┌────────

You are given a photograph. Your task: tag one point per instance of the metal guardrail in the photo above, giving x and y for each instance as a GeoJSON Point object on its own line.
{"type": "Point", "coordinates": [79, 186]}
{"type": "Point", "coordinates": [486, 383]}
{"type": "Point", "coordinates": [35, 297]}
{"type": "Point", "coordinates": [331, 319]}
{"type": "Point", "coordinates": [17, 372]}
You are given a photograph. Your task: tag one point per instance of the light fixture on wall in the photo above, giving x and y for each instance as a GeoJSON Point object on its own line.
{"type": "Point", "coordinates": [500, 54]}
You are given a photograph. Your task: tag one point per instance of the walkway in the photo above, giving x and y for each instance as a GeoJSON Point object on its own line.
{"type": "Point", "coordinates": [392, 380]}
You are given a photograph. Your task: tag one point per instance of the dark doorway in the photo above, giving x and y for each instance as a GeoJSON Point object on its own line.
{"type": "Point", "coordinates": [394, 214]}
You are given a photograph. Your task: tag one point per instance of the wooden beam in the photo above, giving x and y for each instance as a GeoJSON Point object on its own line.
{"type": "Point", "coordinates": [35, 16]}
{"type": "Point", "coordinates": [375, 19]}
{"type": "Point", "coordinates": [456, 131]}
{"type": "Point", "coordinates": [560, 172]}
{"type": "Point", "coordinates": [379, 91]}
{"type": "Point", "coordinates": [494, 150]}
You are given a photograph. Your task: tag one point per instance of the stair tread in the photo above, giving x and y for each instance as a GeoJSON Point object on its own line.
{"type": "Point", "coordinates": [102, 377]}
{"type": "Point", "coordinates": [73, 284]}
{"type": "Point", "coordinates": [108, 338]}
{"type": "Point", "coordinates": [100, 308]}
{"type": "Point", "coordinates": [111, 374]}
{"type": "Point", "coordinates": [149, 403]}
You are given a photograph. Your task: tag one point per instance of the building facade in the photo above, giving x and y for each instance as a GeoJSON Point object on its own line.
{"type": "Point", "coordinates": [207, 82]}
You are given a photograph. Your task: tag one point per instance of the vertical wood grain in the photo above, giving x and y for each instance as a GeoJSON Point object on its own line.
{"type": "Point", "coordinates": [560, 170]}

└────────

* **Your assignment**:
Set down only the lines running from the line with "of the building" to the end of the entries above, both included, exactly as they stand.

* **Exercise answer**:
You are given a photograph. Your task: tag one point per instance of the building facade in the photo above, giving x and y for each instance as a GeoJSON Point object on its own line.
{"type": "Point", "coordinates": [207, 82]}
You are given a photograph. Your task: tag one point per instance of the vertical wood grain in the photo above, giving x and y for each instance as a GeoJSON Point object on its own line.
{"type": "Point", "coordinates": [560, 170]}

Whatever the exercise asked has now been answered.